__Task instructions__:
Quote the material word for word from the line containing "Annotation guideline — the target class is audience" through the line containing "99;119;111;133", including both of those lines.

>> Begin Data supplied

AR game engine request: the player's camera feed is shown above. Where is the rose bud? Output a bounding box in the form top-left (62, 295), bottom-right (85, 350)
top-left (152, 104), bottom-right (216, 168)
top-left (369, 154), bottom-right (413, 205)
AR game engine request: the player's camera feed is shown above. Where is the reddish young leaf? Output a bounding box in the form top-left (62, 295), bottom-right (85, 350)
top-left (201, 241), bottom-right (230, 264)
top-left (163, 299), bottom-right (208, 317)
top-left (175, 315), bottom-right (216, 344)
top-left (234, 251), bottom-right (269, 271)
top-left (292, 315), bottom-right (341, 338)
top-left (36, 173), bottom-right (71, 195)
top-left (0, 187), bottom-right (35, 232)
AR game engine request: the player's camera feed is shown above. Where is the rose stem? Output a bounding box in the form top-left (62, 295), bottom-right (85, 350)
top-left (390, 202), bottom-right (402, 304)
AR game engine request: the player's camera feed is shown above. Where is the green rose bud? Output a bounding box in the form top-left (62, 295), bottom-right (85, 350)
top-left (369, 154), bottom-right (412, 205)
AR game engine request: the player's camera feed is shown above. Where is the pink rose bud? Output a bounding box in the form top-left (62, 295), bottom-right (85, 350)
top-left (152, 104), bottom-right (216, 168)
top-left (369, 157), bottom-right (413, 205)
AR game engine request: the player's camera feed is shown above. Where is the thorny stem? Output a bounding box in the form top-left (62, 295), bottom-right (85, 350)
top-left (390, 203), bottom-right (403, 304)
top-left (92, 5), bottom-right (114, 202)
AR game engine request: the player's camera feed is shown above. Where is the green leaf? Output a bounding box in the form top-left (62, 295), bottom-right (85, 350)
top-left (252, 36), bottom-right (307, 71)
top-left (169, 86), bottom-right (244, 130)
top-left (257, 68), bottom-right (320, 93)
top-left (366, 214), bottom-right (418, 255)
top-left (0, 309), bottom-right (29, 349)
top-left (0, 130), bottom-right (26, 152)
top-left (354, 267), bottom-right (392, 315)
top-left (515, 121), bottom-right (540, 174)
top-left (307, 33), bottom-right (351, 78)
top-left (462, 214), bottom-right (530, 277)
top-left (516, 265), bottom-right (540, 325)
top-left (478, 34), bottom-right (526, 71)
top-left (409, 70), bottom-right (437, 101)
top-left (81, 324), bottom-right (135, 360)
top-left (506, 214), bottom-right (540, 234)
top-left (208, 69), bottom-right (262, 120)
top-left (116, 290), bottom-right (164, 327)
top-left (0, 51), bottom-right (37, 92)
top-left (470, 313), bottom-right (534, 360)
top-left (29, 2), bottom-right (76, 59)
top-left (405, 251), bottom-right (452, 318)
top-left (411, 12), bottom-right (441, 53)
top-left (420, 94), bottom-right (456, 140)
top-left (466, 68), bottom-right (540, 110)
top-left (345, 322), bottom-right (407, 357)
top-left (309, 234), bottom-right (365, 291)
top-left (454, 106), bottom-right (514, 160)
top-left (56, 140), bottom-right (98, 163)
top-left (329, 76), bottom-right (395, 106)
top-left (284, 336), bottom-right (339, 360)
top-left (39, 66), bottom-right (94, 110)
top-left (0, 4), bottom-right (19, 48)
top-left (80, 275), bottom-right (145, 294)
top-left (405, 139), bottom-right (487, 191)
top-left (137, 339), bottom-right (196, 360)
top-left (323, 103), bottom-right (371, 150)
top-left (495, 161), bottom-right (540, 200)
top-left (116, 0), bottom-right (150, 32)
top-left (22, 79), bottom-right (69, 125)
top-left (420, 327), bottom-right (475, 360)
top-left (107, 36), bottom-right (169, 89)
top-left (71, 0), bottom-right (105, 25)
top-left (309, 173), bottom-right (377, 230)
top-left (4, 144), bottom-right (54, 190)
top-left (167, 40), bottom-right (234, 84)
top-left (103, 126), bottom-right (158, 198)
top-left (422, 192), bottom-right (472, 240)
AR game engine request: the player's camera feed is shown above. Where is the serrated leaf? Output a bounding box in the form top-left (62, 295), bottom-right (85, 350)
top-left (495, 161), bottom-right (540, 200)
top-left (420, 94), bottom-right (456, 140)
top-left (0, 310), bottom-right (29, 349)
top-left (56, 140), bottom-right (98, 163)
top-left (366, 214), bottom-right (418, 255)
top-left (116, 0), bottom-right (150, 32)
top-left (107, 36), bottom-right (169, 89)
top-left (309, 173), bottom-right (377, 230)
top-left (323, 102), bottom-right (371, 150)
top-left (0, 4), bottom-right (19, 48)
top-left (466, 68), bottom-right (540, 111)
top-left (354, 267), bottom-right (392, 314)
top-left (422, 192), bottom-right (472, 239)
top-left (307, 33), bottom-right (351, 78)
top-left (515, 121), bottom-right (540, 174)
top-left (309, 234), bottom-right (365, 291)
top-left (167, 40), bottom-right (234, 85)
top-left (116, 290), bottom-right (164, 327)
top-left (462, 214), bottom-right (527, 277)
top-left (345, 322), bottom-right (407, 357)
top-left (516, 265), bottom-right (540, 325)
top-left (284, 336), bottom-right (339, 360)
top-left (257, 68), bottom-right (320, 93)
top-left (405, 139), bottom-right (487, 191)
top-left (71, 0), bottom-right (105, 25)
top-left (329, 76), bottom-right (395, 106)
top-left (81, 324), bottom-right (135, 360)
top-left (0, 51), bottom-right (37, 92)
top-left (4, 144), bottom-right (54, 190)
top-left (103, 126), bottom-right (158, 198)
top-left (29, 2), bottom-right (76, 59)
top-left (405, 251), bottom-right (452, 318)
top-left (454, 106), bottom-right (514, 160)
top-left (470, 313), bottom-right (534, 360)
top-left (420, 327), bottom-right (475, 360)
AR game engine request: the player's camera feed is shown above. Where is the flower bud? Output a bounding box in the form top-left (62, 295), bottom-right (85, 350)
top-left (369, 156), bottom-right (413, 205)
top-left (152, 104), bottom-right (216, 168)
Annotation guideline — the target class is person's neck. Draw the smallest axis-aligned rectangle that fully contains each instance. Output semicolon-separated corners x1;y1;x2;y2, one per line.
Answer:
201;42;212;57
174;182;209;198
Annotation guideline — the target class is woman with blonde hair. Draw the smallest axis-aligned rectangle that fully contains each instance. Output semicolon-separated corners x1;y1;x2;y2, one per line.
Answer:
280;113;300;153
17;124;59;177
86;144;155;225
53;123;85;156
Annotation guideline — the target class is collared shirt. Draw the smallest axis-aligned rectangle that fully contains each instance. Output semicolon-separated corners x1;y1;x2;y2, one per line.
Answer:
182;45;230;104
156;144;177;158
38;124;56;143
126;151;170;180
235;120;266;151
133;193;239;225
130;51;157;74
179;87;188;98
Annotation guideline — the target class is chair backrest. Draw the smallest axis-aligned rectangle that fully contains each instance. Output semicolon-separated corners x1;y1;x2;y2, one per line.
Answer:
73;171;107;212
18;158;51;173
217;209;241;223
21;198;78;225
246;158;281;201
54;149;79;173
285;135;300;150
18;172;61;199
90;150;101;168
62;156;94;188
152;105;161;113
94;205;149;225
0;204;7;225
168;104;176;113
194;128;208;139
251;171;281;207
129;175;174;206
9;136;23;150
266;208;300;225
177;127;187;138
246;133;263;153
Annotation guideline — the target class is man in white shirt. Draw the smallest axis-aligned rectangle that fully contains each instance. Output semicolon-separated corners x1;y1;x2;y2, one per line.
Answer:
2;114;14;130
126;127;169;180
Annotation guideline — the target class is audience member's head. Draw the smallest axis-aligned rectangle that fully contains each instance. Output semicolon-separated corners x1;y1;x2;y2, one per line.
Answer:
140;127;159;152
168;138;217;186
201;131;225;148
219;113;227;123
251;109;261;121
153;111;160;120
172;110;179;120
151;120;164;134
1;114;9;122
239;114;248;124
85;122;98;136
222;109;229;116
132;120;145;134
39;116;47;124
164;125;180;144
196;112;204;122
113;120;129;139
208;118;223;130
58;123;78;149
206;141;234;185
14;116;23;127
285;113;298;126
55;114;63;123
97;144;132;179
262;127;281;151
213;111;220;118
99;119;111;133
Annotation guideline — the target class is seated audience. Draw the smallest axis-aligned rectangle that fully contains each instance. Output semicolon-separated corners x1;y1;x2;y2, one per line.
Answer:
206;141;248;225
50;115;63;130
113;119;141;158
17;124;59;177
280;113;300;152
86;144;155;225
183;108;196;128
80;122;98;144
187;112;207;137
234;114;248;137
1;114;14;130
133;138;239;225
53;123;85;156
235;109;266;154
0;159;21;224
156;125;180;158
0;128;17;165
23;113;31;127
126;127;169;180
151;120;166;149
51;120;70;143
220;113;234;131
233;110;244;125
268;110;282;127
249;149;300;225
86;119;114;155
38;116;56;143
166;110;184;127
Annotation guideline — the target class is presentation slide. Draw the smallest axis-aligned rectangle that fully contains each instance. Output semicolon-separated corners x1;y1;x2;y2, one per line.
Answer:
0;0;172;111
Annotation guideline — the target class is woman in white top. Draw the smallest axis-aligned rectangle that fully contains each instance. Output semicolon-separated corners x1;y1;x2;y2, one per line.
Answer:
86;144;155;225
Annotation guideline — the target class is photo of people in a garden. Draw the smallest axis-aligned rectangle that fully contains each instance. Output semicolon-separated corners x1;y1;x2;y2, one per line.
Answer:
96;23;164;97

>> End Data supplied

__Response to this task__:
Annotation guideline — the target class is audience member's head. Draw the smallest axis-aligned rectangle that fully contains each instance. Output semicolon-separated corners x1;y1;x2;y2, one per line.
Answer:
140;127;159;152
168;138;217;186
201;131;225;148
219;113;227;123
251;109;261;121
153;111;160;120
172;110;179;120
151;120;164;134
1;114;9;122
239;114;248;124
85;122;98;136
222;109;229;116
132;120;145;134
39;116;47;124
164;125;180;144
196;112;204;122
113;120;129;139
208;118;223;130
58;123;78;149
206;141;234;185
14;116;23;127
285;113;298;126
55;114;63;123
97;144;132;179
262;127;281;151
213;111;220;118
99;119;111;133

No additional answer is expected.